By Maya Gebeily
BEIRUT (Thomson Reuters Foundation) – Lebanon has for the first time eased restrictions on thousands of undocumented workers – but advocates say the long-awaited move fails to protect a community that struggles to survive even on the outer margins of life.
Last week, Lebanese labour minister Mustafa Bayram issued a decision allowing Palestinian refugees, stateless Lebanese, and children born to Lebanese mothers and foreign fathers, to work in some sectors previously reserved for holders of Lebanese IDs. While similar “exemption” memos have been issued in the past, they only mention Palestinians, who number about 170,000 in Lebanon and mostly live in cramped camps.
Bayram’s decision introduces exemptions for Lebanese who lack IDs – often because they were born out of wedlock or never had their births registered with the state – and children born to foreign fathers and Lebanese mothers, still barred from passing nationality onto their offspring. By definition, it is difficult to tally Lebanon’s undocumented. Advocacy group Frontiers Rights has built a database of some 2,400 names, but there could be thousands more.
A relaxation on rules governing their ability to work marks a long-overdue step to equality and greater self-sufficiency, though advocates say it still only a tiny first step, especially given the gargantuan scale of Lebanon’s economic collapse. Since the economic tailspin began in 2019, tens of thousands have lost their jobs and three-quarters of the population has been pushed into poverty.
“This is the first time such a decision brings up stateless people in Lebanon – but the right to work is a basic right, and it should have been available to them anyway,” said Karim Nammour, a researcher at Lebanese advocacy group Legal Agenda. “Lebanon is going through one of the biggest crises in our history – we need something much more serious than this,” Nammour told the Thomson Reuters Foundation.
A VICIOUS CYCLE
Lebanon is not party to the 1954 or 1961 United Nations conventions on the rights of the stateless, nor has it ever issued legislation of its own in this sphere. Since their births were never registered, stateless Lebanese lack ID papers – an omission with a lifelong knock-on effect, curtailing everything from school to work to banking.

* _Task list_:
1. Reproduce the passage of the article on Lebanon's undocumented workers between "A relaxation on" and "Thomson Reuters Foundation.", inclusive.
2. Carry on the article about Lebanon easing work rules for stateless and undocumented people from the point where it stops.

Natural language region descriptions:

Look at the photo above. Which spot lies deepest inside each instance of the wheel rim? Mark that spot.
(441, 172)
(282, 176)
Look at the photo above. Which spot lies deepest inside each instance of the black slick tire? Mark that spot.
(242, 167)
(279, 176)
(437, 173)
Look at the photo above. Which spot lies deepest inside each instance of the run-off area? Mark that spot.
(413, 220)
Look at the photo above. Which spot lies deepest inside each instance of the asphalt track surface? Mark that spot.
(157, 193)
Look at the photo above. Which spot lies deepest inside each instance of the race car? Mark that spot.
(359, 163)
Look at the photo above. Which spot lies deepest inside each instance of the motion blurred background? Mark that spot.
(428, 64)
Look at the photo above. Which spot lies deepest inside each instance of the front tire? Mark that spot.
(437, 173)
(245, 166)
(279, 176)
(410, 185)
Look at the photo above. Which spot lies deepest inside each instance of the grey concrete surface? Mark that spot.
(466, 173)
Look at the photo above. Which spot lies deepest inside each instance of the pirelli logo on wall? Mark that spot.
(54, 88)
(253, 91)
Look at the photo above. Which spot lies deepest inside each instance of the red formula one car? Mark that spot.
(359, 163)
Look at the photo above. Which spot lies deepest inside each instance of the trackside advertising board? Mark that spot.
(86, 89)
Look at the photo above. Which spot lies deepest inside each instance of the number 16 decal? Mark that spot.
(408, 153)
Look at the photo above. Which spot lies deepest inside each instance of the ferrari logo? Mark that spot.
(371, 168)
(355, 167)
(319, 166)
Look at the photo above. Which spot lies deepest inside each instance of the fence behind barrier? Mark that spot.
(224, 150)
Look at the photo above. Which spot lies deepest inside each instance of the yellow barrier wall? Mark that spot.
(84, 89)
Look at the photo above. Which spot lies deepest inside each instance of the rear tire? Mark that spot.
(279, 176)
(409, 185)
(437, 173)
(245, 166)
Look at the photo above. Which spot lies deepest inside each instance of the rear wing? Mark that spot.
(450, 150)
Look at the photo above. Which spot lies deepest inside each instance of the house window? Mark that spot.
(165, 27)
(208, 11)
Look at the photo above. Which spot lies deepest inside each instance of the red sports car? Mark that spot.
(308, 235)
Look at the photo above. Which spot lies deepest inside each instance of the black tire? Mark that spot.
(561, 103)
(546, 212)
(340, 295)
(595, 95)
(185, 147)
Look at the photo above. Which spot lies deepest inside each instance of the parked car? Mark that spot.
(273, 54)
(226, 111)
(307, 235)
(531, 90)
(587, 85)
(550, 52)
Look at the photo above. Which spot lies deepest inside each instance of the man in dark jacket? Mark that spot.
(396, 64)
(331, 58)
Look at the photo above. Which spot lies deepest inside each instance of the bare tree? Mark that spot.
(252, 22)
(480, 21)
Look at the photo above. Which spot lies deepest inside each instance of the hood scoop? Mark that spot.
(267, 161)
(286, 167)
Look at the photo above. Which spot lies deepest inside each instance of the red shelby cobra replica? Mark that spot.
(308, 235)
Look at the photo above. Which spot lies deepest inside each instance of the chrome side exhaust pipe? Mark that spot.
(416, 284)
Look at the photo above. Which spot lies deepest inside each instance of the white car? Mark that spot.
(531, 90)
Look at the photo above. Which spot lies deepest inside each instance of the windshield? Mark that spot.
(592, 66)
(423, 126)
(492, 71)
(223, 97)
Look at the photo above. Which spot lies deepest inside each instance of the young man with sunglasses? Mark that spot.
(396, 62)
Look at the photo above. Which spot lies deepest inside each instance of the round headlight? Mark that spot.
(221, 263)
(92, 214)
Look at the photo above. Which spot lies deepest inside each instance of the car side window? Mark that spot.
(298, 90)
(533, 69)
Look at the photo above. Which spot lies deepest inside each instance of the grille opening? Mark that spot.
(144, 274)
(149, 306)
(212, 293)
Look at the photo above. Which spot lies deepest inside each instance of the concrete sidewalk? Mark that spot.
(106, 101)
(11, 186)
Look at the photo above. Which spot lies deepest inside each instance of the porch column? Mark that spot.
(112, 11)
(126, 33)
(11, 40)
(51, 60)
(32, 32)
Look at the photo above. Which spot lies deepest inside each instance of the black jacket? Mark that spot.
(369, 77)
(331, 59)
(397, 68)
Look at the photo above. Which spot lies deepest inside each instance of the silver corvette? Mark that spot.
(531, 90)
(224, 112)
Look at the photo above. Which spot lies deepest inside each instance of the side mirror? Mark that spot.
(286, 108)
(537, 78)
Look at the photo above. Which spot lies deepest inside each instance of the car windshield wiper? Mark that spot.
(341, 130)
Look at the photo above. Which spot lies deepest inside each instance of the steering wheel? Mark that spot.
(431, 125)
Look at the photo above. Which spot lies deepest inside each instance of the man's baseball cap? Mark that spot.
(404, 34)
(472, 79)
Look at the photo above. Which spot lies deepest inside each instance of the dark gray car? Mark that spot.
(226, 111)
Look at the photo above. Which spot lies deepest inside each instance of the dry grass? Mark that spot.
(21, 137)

* _Answers to the tasks_:
1.
A relaxation on rules governing their ability to work marks a long-overdue step to equality and greater self-sufficiency, though advocates say it still only a tiny first step, especially given the gargantuan scale of Lebanon’s economic collapse. Since the economic tailspin began in 2019, tens of thousands have lost their jobs and three-quarters of the population has been pushed into poverty.
“This is the first time such a decision brings up stateless people in Lebanon – but the right to work is a basic right, and it should have been available to them anyway,” said Karim Nammour, a researcher at Lebanese advocacy group Legal Agenda. “Lebanon is going through one of the biggest crises in our history – we need something much more serious than this,” Nammour told the Thomson Reuters Foundation.

2.
While undocumented children can attend public schools, ‘the undocumented’ need special permission from the education ministry to sit state exams and so graduate. Half of the undocumented Lebanese in Frontiers Rights’ database have had no formal education. “Many say they don’t bother getting educated because they can’t get a job – so what’s the incentive to get educated?” Frontiers Rights member Berna Habib said.
Stateless Lebanese don’t have an employee number at the finance ministry and can’t produce a clean criminal record, which most employers require. They can’t open bank accounts and don’t have access to the National Social Security Fund, to which Palestinians in Lebanon are granted partial access. That pushes them into the margins of the labour force, with access mostly to low-paying, informal work without a contract or social safety net, said Habib. There is a path to papers, but it involves a labyrinth of bureaucracy and tests that can be prohibitively expensive. “Being poor means they stay stateless. It’s a vicious cycle, and it needs to be broken,” said Habib.
PIECEMEAL EFFORTS
Bayram admits his decision may not be enough to do that. In an interview with the Thomson Reuters Foundation, he said the undocumented would still have to get work permits. “Everything else would need a new law. I did what I could in my prerogatives as minister. Their right to work is a basic right – I took this decision for humanitarian reasons,” he said. When asked if he would issue more decrees on labour access for stateless Lebanese in 2022, Bayram said Lebanon’s tumultuous political and economic situation made such ambitions unlikely.
“We need a comprehensive labour policy, but what we can do now are piecemeal efforts,” he said. Tariq Haq, senior employment policy specialist at the International Labour Organization’s Arab regional office, said the move effectively gives legal cover to employers seeking to hire an undocumented person in certain sectors only.
As a ministerial memo, it carries less weight than legislation passed by parliament and can be amended or cancelled by another memo at any time. “There is a fragility here. It’s necessary, but not sufficient,” said Haq. Many of the sectors mentioned in the decision, including high-status medicine and engineering, are regulated by laws that mean jobs are all ring-fenced for Lebanese ID-holders.
Bayram’s memo won’t change engrained bias. “But what it does do is draw attention to the issue and highlight the need for further legal and institutional reform to address these barriers,” said Haq. That would mean broadening access to education and training, and establishing a clear, inclusive policy for employment.
“We want to see a situation where opportunity is there for all people resident in the territory to be able to earn a decent living, where the conditions of work are fair and equal, and equal pay and value for workers,” Haq said.